Nope, it didn't hang, but actually continues to work. Just terribly slow for some unknown reason. I know about the fake "emulation" of the task progress in BOINC manager if it don't get actual info from the running app. But I didn't look at numbers in manager, but rather at the "boinc_task_state.xml" file in working "slot" folder which store the tasks progress reported by the running application. Now it looks like this:
So app reports 0.5222% done. And it increments in about 0.00111% steps, not 0.001%
Which makes perfects sense as each GW WU contains 9000 "sky dots" needs to be processed:
And 1/9000 = +0.0111% after each successfully processed dot
0.5222% done = 47/9000 "dots" were processed by the app so far.
".c" sequence repeated in the log means only that app write checkpoint (marked by 'c' char) after every processed dot (marked by '.' char).
While RX570(and any other normally working decent GPU) able to do few hundreds "dots" between checkpoints intervals so logs output looks like "...............................................c................".
BOTH works but with ~1000 times speed difference.
And I'm very interested in why this might happen, because even software emulation of all OpenCL functions on the CPU should be much faster. We've already had this with some other application, but then it looked different: also a 100% CPU usage of 1 CPU core, but completely zero GPU load and a resulting difference in processing speed of "only" few dozens time, not more than 1000 times as in this example.
i'm confident that it's not actually doing any work. it's just counting at the minimal rate by default since that's the BOINC behavior. it's checkpointing after some regular time interval defined in BOINC, not because it reached some milestone in the app to trigger a checkpoint. i said .001 as a general response, i wasnt trying to be precise, if the minimal counting step is .00111 instead of .001, then so be it. all of your proof about the run percentage and task state is a consequence of the task ticking along at default behavior, not any proof that the task is actually writing any meaningful results.
go ahead and let the task "finish". it wont. it's hung or stuck in some kind of infinite loop. it might get to 99.999 but will never complete
just stick to the BRP7 tasks. the GCN 1.0 GPUs are too old.
For example, AMD RX570 (GCN 4.0 micro-architecture, supports OpenCL 2.0) performs one task in about 1.5 hours, provided sufficient CPU support to avoid GPU starvation (in the statistics of my computers, the execution time is usually about 2 times longer, but this is because they process 2 GW tasks in parallel or sometimes even 1 GW task + 2 BRP7/MeerKAT tasks).
Usually having Brp7/meerKat and GW tasks running at the same time on the same gpu results in BOTH running slower.
A Proud member of the O.F.A. (Old Farts Association). Be well, do good work, and keep in touch.® (Garrison Keillor) I want some more patience. RIGHT NOW!
But it is not BOINC report progress and write this log, its APP itself.

# Tasks to complete:
1. Rewrite the paragraph of the BOINC thread that begins "For example, AMD RX570" as a short bulleted list, keeping its main facts.
2. According to the BOINC thread, how many "sky dots" does each GW work unit contain?
3. Carry the BOINC thread further from where it stops.
The lines that follow have no connection to the BOINC thread.

# Data excerpt:

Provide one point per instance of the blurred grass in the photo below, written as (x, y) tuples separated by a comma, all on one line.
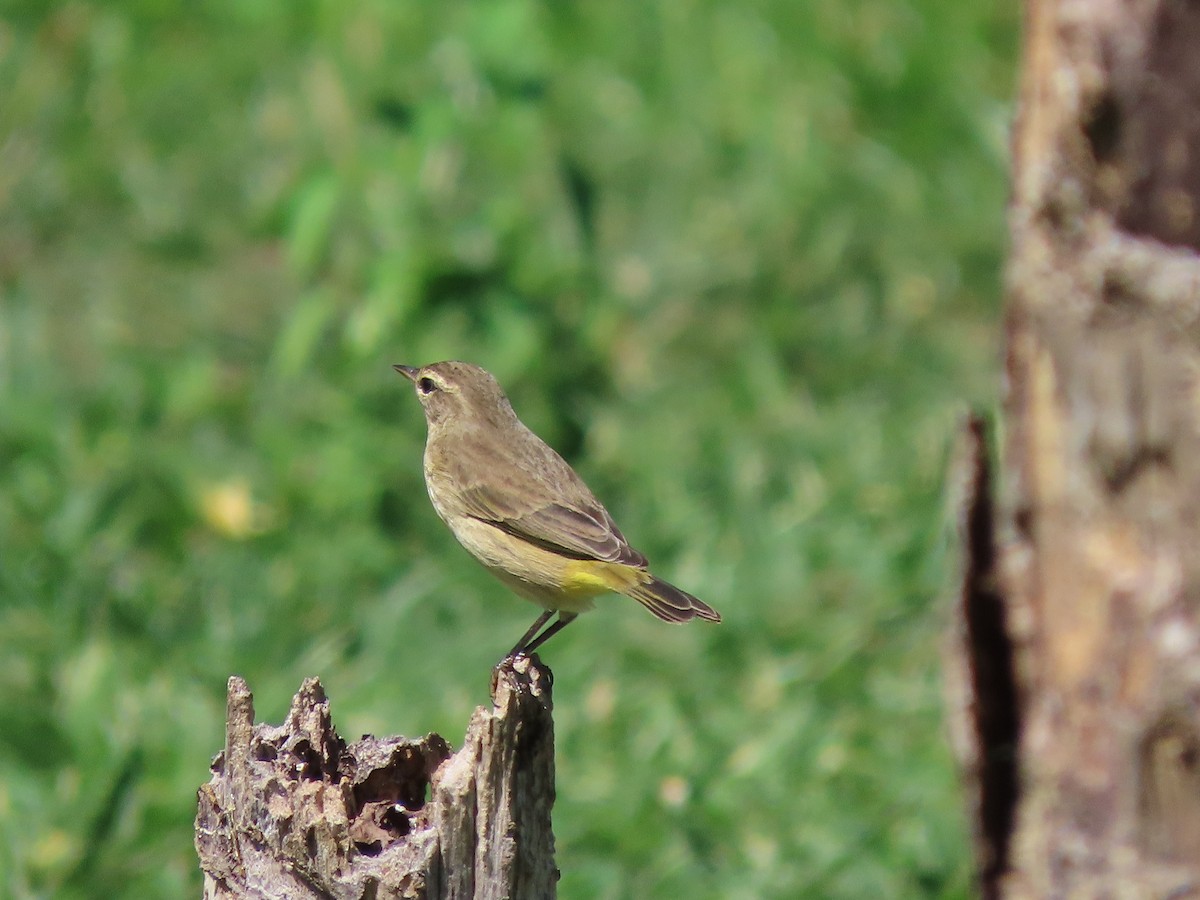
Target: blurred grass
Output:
[(738, 262)]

# Responses to the tasks:
1.
- The AMD RX570 (GCN 4.0 micro-architecture, OpenCL 2.0 support) completes one task in about 1.5 hours, given enough CPU support to avoid GPU starvation.
- In the poster's computer statistics, execution time is usually about twice that.
- This is because those computers run 2 GW tasks in parallel, or sometimes 1 GW task plus 2 BRP7/MeerKAT tasks.

2. 9000

3.
it's checkpointing after some regular time interval defined in BOINC, not because it reached some milestone in the app to trigger a checkpoint.
You're getting it wrong. That's not how it works at all. Applications make checkpoints only when they reach certain points in calculation set by the APPLICATION programmers. Where it is possible/convenient to record it (and then later restore from it). BOINC client simply can not influence this. All that the corresponding setting in the BOINC client does is say to app "please do not write checkpoints more than once xx minutes." But when, in which places, and how often to write them is up to the scientific application alone. The corresponding option is even worded accordingly:
"Request task to checkpoint at most every xxx seconds"
APP can follow this recommendation by skip writing the next checkpoint if less than the specified interval has passed since the previous one was recorded. Or ignore this recommendation. But in any case, checkpoints are written only at points predefined by app programmer when the calculation process reaches it. This is both theoretically and has been tested repeatedly in practice by me and many other users. For example, a fresh example with an FGRP5 application in another topic: https://einsteinathome.org/content/strange-wus-names-and-checkpoint-issues-latest-fgrp5-batch
go ahead and let the task "finish". it wont. it's hung or stuck in some kind of infinite loop. it might get to 99.999 but will never complete
That's exactly what I was going to do out of curiosity, to check whether the result produced is valid or not. But unfortunately the application is interrupted after a few days of work by a "watchdog timer" implemented by the E@H programmers to limit the maximum working time of one WU.
But up to this point, the app has managed to process 10 sky positions (out of a total of 225, i.e. about 4.5% were processed at the time of the interruption), 40 dots each. In addition to the dots, the log also contains the number of the sky position that is currently being processed, and they change just like in all normally working tasks after successful processing of 40 dots.
I also restarted the task on purpose once, and it successfully read the recorded checkpoints and continued working from the last recorded one (at 6/225 sky position), which proves the validity of the intermediate data.
A copy of the log (because the tasks at the links above will soon be deleted from the E@H database): https://pastebin.com/vG89f1fv
just stick to the BRP7 tasks
That's what I originally intended to do. But as I wrote last time, BRP7 WUs calculates fine on client but produce a huge number of validation errors on server side. Probably also because of the different additional SW platform (OpenCL 1.2 vs OpenCL 2.0 vs CUDA). So I doubt if it does any good at all to let it run BRP7 or it even harms more. Because often two additional tasks are sent to other participants for calculation after each validation error before WUs finally gets "canonical" scientific result.
Nope, it didn't hang, but
)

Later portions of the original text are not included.